== Provided passage ==
BEGIN

What Kind of Performance

  • Latency - how long do you have to wait between the time you initiate an action and the time some detectable response appears?
    • This is all the user really cares about, but it's not always the right thing to look at as a developer, since it is the end result of lots of other things that may be affected by multiple variables.
    • Latency of the complete response is one thing, but in reality some things are going to take some time, and so the latency to a visible progress indicator may be more important. Depends on the situation.
    • Variability of latency can be important too. It's critically important if the output depends on it, eg watching an animation of some sort. But it also interferes with learning: "I click on this button to make it do this... oh wait, it didn't work, did I forget something? Let me see if I need to -- oh, there it is. Odd, it normally doesn't take that long."
  • Memory usage - why is using memory bad?
    • latency is going to get very bad once you hit a certain "problem size"
    • you can't have as many other things active at the same time
    • the rest of the system gets sluggish as a side effect
    • you'll eventually crash the browser or some other application
  • Storage space - normally a far lesser concern with browsers.

Where Does Time Go?

I/O

I'm using I/O very generally, inclusive of disk, network, and memory.

You can kind of walk up the cache hierarchy, though it isn't really strictly a hierarchy.

At each level, you'll usually have asynchronous and synchronous behavior.

  • synchronous: stuff you have to wait for. Reads are usually synchronous. (Exceptions: readahead, or when you have another thread you can switch to. If you get close to actual devices, DMA can be a form of asynchronous read.)
  • asynchronous: stuff you don't have to wait for. Writes are often asynchronous. (Many more exceptions than with read=synchronous.)
    • Asynchronous requests don't matter, until they do: when too much asynchronous data is outstanding, it starts blocking and becoming synchronous. Asynchronous requests can also slow down or block synchronous ones earlier. Often this is because of dependencies between the requests. Those dependencies may or may not be fundamental -- they might just be a driver limitation or a simplification in the logic of whatever is handling the resource. (A memory read might block on an earlier write because it's hard to be certain they don't alias the same address space. Or a write may trigger a read to fill in the rest of a cache line.)

Most of these levels also have two types, slow and fast. (Often mapping to seeks vs sequential reads.)

All of them have weird exceptions to the simple taxonomy. (Disks have memory caches. Cache line aliasing has weird effects. Etc.)

Cache hierarchy, roughly ordered from most expensive to least:

  • Network I/O
    • Latency cost varies widely with the server and phase of moon.
  • Disk I/O
    • Writes can be asynchronous unless you need to explicitly synchronize for durability (in the ACID sense). But the OS will tend to flush them every so often even if it doesn't strictly need to, and those flushes can block reads.

END

== Task requirements ==
1: Answer these questions about the performance notes above:
(a) Which kind of performance does the user really care about?
(b) How do the notes rate storage space as a concern with browsers?
(c) What do the slow and fast types at most levels often map to?
2: Carry on the performance notes above from their final line.

== Data extract ==
BEGIN

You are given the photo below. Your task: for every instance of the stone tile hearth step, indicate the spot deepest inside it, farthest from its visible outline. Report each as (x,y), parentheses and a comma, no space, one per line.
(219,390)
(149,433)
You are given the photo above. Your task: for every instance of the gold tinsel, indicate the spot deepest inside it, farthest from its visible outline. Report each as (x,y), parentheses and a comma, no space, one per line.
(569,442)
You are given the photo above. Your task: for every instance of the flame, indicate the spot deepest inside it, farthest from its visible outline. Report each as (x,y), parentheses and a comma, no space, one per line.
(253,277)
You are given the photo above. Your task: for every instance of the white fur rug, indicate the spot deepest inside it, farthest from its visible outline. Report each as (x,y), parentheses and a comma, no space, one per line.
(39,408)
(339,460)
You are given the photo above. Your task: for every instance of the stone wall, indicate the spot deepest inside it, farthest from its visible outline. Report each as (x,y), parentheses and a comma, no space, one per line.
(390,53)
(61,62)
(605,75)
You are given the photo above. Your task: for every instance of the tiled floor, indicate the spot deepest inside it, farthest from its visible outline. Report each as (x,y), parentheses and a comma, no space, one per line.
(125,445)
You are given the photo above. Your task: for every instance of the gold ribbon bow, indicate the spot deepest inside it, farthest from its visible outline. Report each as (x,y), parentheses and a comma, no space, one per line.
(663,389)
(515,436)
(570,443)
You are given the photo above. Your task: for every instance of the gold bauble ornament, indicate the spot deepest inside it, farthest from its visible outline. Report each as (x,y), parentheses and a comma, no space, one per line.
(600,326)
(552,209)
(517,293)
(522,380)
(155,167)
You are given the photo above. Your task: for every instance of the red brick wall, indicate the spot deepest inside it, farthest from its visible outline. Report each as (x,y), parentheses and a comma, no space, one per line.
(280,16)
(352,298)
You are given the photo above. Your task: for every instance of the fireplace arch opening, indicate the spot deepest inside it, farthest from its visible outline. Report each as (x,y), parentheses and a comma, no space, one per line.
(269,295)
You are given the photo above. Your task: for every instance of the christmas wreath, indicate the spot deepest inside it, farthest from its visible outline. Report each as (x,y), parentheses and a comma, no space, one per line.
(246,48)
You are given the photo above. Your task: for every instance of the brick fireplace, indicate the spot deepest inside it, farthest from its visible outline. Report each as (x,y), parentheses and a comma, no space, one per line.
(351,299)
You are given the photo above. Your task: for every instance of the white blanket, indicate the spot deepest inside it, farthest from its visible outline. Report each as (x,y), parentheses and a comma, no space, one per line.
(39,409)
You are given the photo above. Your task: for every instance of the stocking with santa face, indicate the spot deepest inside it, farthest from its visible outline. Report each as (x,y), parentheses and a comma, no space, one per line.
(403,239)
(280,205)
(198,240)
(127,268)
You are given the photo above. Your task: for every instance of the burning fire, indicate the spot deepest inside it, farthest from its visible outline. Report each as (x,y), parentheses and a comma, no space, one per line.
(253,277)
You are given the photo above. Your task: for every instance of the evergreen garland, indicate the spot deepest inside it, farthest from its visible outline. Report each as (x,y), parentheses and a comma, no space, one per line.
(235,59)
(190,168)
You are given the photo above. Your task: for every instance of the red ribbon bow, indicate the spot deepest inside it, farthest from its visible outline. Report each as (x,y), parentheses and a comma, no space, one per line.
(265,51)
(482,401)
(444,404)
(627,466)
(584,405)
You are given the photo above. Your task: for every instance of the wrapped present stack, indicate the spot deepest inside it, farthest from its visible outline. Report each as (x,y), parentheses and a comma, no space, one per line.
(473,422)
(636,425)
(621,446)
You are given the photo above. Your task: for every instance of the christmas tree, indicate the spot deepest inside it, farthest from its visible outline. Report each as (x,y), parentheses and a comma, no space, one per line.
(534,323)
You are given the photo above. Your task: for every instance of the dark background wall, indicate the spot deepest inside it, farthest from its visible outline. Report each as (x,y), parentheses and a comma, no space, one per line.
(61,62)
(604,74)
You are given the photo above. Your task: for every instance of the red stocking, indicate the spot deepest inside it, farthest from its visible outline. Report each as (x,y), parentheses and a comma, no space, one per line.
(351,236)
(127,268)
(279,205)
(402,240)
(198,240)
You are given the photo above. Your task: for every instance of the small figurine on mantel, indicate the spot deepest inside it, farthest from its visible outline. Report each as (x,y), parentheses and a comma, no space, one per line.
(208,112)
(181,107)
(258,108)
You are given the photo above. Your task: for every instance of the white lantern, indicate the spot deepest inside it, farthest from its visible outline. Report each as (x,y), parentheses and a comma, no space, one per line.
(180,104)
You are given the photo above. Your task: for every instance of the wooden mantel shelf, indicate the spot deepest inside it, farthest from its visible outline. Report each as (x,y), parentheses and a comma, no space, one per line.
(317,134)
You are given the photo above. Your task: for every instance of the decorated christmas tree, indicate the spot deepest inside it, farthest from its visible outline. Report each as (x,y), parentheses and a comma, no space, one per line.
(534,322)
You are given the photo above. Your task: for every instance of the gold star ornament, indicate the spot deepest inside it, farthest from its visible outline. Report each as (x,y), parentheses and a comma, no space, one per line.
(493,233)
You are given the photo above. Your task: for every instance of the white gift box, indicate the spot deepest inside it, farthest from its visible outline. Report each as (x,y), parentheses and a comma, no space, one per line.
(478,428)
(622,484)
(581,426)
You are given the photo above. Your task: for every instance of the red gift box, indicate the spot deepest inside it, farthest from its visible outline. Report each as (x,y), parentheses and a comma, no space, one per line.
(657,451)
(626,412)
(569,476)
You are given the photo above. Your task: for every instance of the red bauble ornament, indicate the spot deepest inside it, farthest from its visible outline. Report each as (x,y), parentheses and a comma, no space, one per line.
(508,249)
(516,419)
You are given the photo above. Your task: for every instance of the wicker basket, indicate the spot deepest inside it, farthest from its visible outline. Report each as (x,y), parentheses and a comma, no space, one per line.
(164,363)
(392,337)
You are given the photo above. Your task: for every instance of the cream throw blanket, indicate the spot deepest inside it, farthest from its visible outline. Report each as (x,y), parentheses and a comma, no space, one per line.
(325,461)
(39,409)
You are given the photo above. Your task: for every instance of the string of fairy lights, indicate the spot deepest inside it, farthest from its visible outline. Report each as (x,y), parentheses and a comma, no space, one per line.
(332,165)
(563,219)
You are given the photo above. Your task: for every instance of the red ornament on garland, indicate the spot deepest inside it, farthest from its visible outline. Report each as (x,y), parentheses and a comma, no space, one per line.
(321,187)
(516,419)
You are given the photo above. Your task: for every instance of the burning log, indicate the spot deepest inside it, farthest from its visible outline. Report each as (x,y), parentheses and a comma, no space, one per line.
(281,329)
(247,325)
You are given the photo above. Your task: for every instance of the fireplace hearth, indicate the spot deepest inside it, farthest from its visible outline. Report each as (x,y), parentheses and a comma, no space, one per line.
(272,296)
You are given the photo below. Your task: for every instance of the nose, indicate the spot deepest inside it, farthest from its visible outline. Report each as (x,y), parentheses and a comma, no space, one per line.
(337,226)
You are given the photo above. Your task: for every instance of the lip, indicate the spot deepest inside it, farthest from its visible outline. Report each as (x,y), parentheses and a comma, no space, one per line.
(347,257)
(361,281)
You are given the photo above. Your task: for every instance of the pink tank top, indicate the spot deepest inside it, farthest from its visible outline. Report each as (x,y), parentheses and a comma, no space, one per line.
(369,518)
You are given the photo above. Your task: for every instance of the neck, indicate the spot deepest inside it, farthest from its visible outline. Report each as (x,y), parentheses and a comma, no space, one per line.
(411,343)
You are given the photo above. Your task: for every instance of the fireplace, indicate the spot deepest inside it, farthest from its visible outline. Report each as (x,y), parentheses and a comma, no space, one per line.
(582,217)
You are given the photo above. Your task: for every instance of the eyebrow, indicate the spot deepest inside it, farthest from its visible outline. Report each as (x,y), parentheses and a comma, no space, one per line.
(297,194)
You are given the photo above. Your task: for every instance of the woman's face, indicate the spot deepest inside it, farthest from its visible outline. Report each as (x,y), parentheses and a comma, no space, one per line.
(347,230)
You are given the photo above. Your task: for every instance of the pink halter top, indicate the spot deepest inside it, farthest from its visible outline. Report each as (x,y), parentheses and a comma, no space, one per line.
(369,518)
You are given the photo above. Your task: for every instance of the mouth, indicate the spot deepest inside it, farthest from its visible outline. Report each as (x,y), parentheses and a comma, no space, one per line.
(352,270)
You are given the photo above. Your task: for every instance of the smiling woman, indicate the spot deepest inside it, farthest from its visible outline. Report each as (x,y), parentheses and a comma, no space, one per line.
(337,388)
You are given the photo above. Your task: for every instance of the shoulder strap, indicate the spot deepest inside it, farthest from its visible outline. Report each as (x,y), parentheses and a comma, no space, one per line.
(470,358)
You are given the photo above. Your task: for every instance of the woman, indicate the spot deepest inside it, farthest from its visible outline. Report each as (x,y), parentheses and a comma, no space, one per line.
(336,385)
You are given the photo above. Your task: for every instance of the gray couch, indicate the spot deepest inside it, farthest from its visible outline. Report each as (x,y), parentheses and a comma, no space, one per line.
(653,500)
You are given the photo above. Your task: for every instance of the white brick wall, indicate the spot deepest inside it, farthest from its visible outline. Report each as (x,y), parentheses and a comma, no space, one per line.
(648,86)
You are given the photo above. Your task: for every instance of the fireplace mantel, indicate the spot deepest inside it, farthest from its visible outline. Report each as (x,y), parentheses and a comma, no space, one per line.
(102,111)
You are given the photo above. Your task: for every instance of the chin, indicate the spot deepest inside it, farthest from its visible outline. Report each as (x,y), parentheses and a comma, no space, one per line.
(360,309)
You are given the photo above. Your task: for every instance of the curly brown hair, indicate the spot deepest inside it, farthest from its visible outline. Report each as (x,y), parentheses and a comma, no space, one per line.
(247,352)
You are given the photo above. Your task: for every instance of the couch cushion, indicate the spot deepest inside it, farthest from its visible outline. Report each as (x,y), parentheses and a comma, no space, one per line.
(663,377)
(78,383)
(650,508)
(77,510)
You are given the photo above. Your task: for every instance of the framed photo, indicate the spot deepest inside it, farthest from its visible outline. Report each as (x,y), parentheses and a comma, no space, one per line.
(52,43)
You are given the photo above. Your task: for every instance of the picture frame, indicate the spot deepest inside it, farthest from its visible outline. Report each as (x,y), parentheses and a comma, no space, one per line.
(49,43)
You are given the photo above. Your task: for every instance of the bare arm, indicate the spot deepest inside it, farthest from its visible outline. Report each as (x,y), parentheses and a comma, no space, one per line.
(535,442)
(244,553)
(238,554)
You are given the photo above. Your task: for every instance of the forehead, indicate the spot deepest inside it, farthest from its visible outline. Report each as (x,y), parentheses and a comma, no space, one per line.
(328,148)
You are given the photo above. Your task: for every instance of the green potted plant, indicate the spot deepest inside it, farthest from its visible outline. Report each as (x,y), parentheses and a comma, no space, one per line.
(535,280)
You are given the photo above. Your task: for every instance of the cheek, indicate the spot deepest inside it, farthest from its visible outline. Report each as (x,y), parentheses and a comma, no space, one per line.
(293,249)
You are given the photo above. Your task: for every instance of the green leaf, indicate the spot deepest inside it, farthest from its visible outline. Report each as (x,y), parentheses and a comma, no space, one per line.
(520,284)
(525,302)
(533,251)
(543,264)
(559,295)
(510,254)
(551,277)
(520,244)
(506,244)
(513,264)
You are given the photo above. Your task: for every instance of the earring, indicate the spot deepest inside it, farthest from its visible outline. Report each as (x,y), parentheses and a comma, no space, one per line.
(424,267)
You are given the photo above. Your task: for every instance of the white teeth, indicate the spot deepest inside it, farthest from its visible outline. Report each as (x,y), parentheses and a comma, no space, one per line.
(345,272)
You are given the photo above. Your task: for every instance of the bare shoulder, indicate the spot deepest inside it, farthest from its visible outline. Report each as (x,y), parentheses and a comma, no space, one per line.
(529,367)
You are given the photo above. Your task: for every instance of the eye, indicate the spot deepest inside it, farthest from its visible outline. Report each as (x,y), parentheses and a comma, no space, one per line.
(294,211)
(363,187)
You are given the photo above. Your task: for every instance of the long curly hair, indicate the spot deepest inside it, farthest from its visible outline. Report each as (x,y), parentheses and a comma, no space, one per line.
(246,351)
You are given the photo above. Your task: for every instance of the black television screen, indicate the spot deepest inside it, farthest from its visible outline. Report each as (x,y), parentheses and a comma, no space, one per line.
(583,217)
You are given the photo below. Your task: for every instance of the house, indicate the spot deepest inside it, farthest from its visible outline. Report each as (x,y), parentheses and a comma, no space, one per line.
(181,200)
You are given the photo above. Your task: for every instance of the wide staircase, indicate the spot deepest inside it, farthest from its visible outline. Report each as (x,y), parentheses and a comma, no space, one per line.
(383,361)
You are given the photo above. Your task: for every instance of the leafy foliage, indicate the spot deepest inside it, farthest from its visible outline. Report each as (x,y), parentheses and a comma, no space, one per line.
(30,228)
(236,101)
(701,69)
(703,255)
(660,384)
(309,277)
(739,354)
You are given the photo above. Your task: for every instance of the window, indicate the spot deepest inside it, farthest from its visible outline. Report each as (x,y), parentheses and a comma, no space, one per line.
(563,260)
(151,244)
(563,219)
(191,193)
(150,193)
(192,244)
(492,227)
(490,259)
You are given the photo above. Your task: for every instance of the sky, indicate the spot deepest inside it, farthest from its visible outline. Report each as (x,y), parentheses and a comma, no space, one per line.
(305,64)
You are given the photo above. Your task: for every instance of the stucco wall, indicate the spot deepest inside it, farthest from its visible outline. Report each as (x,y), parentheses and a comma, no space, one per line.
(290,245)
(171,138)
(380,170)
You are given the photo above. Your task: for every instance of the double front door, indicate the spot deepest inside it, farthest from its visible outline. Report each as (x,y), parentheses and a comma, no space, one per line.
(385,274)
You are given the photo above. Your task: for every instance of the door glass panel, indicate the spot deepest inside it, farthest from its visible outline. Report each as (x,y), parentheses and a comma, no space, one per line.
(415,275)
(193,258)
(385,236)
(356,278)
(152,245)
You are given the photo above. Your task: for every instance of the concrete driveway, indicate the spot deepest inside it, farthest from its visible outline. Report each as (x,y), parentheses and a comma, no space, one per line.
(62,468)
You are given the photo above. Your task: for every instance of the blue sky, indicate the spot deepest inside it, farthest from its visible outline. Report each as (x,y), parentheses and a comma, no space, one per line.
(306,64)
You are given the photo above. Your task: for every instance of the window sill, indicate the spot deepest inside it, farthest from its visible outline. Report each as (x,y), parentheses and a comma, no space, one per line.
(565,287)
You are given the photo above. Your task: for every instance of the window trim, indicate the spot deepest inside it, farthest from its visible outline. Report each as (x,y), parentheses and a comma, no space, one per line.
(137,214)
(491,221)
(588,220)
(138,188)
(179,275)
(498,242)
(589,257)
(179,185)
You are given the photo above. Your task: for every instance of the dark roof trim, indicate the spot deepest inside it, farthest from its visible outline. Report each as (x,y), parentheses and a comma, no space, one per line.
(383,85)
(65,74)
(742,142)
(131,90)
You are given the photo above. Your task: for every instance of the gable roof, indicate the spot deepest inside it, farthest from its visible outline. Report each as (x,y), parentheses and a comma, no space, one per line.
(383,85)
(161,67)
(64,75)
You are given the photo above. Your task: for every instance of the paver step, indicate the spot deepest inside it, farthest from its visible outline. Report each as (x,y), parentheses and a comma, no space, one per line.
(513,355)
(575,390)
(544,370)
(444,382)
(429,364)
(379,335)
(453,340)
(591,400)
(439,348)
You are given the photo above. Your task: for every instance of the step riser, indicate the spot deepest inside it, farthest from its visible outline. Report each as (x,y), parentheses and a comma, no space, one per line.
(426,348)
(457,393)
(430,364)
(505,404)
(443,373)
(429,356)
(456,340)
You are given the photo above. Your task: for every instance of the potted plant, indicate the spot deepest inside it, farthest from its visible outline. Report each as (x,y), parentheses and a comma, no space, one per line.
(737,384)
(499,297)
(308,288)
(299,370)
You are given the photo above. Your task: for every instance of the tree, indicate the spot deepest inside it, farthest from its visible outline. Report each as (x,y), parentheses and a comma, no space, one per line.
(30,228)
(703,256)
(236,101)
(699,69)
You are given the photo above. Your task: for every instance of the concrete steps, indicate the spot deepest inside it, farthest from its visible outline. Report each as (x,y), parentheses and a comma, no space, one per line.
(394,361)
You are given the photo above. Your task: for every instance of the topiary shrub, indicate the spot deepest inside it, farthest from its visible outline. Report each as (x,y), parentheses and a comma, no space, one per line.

END

== Answers by task ==
1:
(a) Latency.
(b) Normally a far lesser concern.
(c) Seeks versus sequential reads.

2:
    • Sequential I/O is fast, Random I/O is slow. Somewhat less true with an SSD, but I don't know much about those. The difference is significant enough that it's probably worthwhile to track this with two different metrics: initial block reads and total disk bandwidth.
  • Main RAM. In my myopic view, RAM is RAM. Mobile devices may break this with different types of memory (eg volatile vs involatile memory can be different speeds.) But if you stick your thumbs in your ears and waggle your fingers, you can ignore that.
  • TLB. Waggle faster. (Not often worth worrying about for non-specialized workloads.)
  • L3 then L2 then L1 caches.

This is a cache hierarchy, so for the most part the later layers will fall back to the earlier when their capacity is exceeded. And writes often go straight through to a slower layer.

CPU

CPUs are fast. Even on mobile devices, they're pretty fast. CPUs rarely consume large chunks of time just crunching through basic math operations. The time normally disappears into loading and saving data to and from memory, which counts as I/O.

Except that many measurement tools describe I/O in terms of CPU clock ticks. An L1 cache miss, for example, is normally measured in clock ticks. So you can think of it as CPU time if you like. (Clock ticks map fairly well to actual time, although you may need to adjust for occasional frequency scaling or whatever.)

More importantly, tools have a distinction of "I/O wait time" vs "CPU time". This distinction is mostly real: with I/O wait, your process is scheduled out and not running. CPU time includes time when the CPU is twiddling its thumbs waiting for a cache miss to be resolved, but the CPU isn't going anywhere; it'll keep running your process immediately after the needed data gets loaded in. (Exception: in SMT aka hyperthreading, it may be able to very very quickly go do work for someone else but be back in time to deal with your data before you've even noticed it was gone.)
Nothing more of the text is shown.